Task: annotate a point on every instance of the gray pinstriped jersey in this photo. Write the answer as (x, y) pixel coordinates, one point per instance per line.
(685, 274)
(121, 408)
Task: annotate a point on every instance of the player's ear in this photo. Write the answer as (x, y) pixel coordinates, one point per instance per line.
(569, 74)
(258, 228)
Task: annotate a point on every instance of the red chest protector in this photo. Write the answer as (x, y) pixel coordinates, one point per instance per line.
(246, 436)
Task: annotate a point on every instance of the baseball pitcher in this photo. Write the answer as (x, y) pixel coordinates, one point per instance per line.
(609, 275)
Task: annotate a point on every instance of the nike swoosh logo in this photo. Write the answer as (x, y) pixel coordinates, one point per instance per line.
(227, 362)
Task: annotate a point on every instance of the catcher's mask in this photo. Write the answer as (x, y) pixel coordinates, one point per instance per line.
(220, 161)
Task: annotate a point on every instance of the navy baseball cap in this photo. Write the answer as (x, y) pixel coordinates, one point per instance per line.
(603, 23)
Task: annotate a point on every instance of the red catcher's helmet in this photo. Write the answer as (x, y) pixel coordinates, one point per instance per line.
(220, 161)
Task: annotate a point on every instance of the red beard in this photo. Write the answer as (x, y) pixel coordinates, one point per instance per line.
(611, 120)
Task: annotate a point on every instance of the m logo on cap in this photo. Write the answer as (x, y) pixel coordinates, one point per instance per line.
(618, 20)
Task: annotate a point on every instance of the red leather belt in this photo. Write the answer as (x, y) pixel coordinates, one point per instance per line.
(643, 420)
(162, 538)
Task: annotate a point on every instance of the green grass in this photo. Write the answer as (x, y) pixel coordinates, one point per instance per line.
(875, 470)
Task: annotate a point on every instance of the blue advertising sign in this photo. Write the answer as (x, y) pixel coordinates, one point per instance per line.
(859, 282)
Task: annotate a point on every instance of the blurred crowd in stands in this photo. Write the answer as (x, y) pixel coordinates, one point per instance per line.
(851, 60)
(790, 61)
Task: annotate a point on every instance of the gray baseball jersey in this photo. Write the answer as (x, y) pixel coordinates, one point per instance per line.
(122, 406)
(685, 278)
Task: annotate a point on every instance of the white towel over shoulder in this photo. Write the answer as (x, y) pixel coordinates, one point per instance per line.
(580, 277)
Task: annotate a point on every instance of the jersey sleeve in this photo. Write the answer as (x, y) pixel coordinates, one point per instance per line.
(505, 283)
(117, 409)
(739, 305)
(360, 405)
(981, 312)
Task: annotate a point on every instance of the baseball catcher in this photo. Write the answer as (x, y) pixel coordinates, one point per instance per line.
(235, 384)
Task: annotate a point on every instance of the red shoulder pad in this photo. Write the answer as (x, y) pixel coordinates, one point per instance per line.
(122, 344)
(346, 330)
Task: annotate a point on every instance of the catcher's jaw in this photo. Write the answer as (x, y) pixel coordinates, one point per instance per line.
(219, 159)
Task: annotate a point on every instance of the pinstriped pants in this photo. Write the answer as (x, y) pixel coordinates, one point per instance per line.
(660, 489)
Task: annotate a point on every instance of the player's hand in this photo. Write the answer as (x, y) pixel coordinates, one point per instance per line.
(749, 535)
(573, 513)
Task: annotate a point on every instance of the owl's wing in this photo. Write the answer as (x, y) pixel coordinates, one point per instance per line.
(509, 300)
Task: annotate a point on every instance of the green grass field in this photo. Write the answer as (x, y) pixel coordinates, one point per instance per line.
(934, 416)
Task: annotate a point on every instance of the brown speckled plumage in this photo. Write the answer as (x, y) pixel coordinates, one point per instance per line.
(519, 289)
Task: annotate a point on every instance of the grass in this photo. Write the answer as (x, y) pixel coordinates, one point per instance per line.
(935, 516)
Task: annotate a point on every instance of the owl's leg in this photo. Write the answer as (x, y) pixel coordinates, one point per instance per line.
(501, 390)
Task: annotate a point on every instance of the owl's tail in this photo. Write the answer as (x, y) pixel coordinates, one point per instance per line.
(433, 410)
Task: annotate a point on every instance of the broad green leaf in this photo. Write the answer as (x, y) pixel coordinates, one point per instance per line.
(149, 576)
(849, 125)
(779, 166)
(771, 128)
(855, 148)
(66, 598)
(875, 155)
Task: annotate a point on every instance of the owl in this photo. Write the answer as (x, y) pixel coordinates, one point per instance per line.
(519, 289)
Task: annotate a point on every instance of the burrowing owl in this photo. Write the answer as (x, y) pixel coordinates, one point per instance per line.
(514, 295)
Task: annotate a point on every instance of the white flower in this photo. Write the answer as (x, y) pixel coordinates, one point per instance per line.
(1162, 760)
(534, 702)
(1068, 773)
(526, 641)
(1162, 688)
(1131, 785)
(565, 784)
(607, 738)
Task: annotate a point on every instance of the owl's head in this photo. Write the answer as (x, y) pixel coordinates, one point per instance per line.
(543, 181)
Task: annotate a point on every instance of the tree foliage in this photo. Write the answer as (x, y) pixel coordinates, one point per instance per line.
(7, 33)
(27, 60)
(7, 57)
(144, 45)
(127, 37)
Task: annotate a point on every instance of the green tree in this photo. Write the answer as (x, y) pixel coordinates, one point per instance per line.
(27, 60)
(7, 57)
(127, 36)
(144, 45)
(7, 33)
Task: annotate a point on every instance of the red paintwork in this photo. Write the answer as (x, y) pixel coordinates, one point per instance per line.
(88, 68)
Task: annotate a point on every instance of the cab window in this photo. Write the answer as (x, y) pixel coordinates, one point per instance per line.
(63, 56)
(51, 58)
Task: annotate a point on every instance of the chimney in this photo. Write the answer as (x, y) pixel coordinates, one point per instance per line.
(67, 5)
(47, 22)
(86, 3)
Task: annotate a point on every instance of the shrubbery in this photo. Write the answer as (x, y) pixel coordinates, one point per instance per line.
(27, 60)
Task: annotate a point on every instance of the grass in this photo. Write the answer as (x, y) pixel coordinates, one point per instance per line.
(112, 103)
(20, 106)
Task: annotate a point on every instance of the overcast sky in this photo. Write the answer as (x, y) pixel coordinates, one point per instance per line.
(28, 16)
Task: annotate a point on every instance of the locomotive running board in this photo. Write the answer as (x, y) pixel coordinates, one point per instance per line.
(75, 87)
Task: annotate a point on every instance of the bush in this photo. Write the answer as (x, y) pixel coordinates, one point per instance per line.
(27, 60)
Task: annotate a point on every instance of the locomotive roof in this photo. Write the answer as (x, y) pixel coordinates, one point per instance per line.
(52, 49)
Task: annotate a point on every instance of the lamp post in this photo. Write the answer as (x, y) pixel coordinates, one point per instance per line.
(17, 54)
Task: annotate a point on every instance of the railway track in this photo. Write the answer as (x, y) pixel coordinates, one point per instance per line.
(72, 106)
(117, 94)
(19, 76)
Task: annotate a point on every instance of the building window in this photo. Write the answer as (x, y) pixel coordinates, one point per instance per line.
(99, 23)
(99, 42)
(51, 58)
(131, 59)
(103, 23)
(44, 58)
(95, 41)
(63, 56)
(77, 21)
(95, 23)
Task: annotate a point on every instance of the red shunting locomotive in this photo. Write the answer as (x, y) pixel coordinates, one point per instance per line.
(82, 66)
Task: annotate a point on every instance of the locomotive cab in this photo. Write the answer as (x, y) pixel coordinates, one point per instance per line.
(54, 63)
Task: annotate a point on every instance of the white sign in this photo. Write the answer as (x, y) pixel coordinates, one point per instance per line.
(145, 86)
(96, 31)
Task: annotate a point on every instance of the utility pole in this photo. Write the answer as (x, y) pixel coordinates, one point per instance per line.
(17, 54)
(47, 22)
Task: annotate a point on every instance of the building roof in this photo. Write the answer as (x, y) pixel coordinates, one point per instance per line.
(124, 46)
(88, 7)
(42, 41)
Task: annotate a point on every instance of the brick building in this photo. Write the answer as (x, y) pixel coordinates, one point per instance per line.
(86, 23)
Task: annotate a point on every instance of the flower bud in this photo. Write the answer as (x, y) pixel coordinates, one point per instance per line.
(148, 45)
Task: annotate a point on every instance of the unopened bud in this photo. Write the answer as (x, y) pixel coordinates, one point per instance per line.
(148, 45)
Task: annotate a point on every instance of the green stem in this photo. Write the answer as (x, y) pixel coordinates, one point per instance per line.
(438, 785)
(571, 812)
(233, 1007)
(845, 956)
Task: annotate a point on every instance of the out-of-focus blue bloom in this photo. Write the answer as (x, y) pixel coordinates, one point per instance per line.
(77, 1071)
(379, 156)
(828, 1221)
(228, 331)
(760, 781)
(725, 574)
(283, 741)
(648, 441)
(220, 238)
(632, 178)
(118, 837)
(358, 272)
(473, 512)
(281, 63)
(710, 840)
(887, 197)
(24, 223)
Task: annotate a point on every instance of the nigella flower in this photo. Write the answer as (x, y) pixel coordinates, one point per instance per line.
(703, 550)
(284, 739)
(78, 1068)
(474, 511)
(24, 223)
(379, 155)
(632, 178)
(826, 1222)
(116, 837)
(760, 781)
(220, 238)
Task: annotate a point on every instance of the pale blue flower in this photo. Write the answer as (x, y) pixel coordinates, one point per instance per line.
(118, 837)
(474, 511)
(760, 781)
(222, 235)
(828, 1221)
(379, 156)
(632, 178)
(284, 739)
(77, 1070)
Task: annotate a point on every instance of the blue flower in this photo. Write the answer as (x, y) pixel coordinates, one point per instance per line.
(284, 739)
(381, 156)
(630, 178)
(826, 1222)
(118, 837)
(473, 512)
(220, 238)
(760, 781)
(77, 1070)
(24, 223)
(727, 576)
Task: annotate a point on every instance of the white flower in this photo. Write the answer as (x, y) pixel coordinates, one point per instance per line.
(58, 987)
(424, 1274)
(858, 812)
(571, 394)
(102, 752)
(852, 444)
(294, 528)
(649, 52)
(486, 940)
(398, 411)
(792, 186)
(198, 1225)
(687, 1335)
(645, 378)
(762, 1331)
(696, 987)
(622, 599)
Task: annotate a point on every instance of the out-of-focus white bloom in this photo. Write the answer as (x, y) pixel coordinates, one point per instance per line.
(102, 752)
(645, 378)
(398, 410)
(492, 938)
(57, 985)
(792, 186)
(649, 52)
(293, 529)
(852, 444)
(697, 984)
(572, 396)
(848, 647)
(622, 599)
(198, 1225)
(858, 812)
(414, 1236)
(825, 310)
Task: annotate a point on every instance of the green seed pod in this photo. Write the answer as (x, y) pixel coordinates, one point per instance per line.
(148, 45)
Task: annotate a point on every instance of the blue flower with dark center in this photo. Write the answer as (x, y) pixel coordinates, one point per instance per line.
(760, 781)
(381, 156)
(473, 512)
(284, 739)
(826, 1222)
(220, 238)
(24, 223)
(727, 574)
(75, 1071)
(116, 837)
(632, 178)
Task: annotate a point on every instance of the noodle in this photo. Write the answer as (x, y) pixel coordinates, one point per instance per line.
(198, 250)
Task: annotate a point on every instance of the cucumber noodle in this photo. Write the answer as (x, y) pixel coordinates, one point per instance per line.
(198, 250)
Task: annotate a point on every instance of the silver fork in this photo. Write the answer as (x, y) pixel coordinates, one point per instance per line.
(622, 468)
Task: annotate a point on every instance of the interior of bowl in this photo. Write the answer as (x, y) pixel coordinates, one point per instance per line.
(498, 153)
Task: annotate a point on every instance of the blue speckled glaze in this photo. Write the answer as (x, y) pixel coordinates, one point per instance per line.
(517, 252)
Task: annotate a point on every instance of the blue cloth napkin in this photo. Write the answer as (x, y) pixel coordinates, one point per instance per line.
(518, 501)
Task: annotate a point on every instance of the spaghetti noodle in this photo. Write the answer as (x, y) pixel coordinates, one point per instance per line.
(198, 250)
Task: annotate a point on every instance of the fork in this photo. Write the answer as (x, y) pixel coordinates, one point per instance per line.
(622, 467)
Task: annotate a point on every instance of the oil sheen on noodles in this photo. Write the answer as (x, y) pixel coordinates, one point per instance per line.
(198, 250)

◆ **TASK REQUIREMENTS**: Write the lines out verbatim, from the one with "Task: annotate a point on every instance of the silver" through the last line of the entries, and stop there.

◆ **RESULT OF THE EXERCISE**:
Task: annotate a point on every instance of the silver fork in this photo. Write the answer as (x, y) pixel coordinates, one point per instance per line.
(622, 468)
Task: annotate a point on every instance of the interior of bowl in this photo. Write the answer as (x, y) pixel coordinates, one point per instance per line.
(498, 153)
Task: annotate a point on every instance of the blue speckled glaze in this photo. Write the answer as (x, y) pixel coordinates, one point per instance per line.
(517, 252)
Task: annotate a point on every instance of the blue cloth napkin in this photo. Write the answer as (x, y) pixel coordinates, one point per instance per line.
(518, 501)
Task: annotate a point on every instance of the spaghetti noodle in this photo. Write the answer as (x, y) pixel coordinates, one point per instance per line.
(198, 250)
Task: annotate a point on every instance of the fork in this photo. Write the answer as (x, y) pixel coordinates, one point per instance per line.
(622, 467)
Task: annotate a point on every instance of the oil sheen on noodles in this photo. Write the answer as (x, y) pixel coordinates, one point per instance per line.
(198, 250)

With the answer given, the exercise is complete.